Texte fourni:
§ §

Nouvelles syndicales et professionnelles

Arrêt de la prise d’antidépresseurs

Symptômes de sevrage et effet nocebo

Élyanthe Nord  |  2024-08-20

NGarel

Bien des patients sous antidépresseurs, enfin en rémission, doivent cesser leur traitement. Que se passe-t-il alors ? Combien auront des symptômes de sevrage ? Combien présenteront plutôt un effet nocebo ? Combien souffriront de graves réactions ?

Jusqu’à présent, on l’ignorait. Les réponses, toutefois, vien­nent d’apparaître dans une nouvelle méta-analyse publiée dans le Lancet Psychiatry : presque un patient sur trois aura des symptômes à l’arrêt de la prise d’un antidépresseur1. Environ un sur six présentera des réactions relevant de l’effet nocebo. Et moins d’un sur 33 éprouvera des symptômes graves. Les données sont donc rassurantes : la majorité des patients passeront aisément à travers la déprescription.

Les auteurs de l’étude, des chercheurs d’Allemagne, le Dr Jonathan Henssler et ses collaborateurs, ont analysé 79 études comprenant 21 002 sujets. Parmi les 16 532 participants qui ont cessé la prise d’un antidépresseur, 31 % ont eu au moins un symptôme de sevrage. Parmi les 4470 qui prenaient un placebo, 17 % ont aussi ressenti des effets néfastes.

Les antidépresseurs dont le retrait occasionnait le plus souvent des symptômes : l’imipramine, la desvenlafaxine, la venlafaxine et l’escitalopram. Ceux qui en donnaient le moins ? La fluoxétine et la sertraline.

§ §

Lignes enregistrées:
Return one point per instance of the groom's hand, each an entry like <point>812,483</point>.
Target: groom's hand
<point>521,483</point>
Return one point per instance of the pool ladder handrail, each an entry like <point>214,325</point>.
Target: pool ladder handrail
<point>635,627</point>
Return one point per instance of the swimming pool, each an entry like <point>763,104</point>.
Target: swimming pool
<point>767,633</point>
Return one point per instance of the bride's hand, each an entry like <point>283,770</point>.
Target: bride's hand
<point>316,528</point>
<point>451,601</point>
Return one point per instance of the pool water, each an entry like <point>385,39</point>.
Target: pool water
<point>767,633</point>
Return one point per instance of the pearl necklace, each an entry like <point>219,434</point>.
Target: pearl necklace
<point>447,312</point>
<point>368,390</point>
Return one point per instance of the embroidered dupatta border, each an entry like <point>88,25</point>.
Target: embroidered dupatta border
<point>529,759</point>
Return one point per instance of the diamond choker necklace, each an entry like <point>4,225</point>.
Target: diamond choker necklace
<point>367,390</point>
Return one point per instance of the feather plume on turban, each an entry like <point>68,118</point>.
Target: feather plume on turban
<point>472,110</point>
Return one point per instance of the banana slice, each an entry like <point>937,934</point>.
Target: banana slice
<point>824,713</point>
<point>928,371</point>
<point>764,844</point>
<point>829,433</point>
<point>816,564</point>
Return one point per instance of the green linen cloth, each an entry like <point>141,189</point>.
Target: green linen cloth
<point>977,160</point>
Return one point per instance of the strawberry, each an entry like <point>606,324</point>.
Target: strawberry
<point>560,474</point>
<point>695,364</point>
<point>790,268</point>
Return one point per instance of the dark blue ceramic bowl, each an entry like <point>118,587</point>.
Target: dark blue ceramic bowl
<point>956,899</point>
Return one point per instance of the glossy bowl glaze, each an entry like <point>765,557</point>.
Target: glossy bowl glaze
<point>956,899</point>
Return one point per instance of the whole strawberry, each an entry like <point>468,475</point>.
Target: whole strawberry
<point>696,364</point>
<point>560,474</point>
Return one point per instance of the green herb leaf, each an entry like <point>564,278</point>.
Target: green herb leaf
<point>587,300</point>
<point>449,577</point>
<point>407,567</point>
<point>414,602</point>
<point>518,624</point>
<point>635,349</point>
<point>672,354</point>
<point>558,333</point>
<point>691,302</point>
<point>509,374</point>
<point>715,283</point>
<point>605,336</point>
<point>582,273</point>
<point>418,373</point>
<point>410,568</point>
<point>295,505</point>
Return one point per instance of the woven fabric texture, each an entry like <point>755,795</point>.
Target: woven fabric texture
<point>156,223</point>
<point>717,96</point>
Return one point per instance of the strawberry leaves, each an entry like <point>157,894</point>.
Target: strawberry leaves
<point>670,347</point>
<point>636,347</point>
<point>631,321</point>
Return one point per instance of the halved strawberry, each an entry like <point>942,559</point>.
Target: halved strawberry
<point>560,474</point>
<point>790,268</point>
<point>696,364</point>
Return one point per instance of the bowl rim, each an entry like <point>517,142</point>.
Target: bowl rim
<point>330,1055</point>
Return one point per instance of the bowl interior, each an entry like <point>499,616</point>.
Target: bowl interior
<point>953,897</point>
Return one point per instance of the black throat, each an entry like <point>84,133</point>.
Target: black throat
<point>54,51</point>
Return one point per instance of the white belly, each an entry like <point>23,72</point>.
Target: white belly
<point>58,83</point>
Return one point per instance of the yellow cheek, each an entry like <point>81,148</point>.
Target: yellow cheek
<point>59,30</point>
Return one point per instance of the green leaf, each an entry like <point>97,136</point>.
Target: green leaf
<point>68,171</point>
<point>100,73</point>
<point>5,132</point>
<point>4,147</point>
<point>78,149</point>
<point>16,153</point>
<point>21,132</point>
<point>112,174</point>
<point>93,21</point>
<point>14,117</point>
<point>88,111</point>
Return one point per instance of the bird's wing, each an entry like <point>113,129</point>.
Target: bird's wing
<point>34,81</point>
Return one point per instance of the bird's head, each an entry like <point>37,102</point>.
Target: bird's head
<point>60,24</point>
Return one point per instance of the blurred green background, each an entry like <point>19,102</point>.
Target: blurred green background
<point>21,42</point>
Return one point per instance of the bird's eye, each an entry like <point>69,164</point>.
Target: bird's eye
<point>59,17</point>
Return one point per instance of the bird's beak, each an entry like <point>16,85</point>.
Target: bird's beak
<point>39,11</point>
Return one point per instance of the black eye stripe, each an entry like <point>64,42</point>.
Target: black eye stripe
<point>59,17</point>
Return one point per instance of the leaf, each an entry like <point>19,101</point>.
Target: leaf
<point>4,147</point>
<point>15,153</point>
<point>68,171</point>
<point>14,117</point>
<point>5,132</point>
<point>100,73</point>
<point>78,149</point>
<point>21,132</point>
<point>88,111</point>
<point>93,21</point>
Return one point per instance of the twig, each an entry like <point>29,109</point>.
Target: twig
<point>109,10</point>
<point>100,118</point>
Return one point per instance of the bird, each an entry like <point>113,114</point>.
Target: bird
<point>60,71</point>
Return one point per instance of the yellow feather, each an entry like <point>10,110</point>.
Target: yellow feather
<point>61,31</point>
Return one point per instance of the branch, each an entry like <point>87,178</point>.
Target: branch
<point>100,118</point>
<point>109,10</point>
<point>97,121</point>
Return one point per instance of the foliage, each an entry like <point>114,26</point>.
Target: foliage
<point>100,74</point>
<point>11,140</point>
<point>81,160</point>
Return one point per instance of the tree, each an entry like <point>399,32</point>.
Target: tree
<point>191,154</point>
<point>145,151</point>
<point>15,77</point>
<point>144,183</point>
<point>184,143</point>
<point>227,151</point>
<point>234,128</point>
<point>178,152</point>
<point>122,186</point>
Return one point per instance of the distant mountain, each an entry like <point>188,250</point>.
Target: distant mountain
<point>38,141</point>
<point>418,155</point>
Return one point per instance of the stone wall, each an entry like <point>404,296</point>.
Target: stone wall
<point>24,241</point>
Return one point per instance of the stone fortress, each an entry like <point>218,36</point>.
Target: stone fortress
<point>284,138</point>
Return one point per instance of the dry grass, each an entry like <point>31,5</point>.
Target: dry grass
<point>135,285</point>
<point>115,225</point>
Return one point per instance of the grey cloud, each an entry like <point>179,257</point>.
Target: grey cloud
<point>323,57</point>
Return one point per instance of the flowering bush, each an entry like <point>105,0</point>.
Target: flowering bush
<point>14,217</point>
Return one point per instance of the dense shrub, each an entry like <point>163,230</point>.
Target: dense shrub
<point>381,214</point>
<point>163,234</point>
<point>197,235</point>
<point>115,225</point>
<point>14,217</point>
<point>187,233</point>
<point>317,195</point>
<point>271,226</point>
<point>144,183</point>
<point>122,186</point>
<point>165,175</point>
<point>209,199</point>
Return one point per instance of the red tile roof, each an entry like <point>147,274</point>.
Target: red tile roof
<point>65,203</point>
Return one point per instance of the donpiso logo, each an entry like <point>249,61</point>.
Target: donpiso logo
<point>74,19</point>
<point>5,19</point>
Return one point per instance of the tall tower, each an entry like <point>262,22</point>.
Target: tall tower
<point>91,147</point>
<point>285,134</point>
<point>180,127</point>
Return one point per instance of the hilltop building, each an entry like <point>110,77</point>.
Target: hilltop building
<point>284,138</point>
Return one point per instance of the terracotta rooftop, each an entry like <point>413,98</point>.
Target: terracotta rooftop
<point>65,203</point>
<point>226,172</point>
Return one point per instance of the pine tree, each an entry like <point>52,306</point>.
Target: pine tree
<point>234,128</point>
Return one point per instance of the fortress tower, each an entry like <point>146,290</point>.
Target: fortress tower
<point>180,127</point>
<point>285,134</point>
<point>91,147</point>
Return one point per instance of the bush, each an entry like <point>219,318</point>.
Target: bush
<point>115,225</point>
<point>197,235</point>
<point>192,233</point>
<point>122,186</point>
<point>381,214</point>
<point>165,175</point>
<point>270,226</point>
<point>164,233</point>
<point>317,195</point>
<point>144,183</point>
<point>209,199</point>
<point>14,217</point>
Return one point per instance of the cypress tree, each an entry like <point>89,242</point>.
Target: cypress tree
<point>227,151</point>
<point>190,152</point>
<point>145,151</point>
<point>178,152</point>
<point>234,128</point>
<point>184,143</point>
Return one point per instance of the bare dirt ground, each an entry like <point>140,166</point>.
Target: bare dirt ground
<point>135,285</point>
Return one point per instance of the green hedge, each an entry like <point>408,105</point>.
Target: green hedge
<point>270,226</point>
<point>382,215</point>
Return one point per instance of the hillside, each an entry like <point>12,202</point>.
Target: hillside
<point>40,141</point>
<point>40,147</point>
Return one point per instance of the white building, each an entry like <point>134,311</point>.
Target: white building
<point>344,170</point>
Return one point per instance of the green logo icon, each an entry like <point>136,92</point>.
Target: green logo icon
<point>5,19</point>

§ §

Problème à résoudre: Selon le texte sur l'arrêt des antidépresseurs, quels antidépresseurs donnaient le moins de symptômes à l'arrêt ?

Réponse écrite: La fluoxétine et la sertraline.